# INFORMATION GIVEN
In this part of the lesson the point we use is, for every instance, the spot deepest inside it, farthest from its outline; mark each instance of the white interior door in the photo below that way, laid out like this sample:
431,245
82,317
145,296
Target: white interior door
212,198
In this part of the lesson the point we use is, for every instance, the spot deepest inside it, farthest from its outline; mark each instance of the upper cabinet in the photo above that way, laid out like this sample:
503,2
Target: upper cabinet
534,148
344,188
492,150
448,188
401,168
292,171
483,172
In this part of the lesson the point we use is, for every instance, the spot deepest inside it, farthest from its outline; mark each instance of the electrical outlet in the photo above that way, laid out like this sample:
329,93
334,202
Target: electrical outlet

# PROBLEM TO WORK ON
Please rewrite the lines above as a numbered list, starting at the line that contains "of the upper" and ending at the final line, with any blank lines left out.

# TASK RESULT
1. In this part of the lesson the point we use is, for every instance, the spot deepest inside it, farthest from its outline; mark each instance of the upper cabinet in the photo above that way, laid out like this sample:
2. 503,2
3. Target: upper cabinet
4. 534,148
5. 344,188
6. 492,150
7. 448,188
8. 401,168
9. 292,171
10. 483,172
11. In this part of the lesson the point we use is, for every instance, the spot deepest inside it, farthest from its outline; mark each instance of the electrical outlet in the photo above that way, laid out like this sample:
12. 329,93
13. 334,202
14. Target: electrical outlet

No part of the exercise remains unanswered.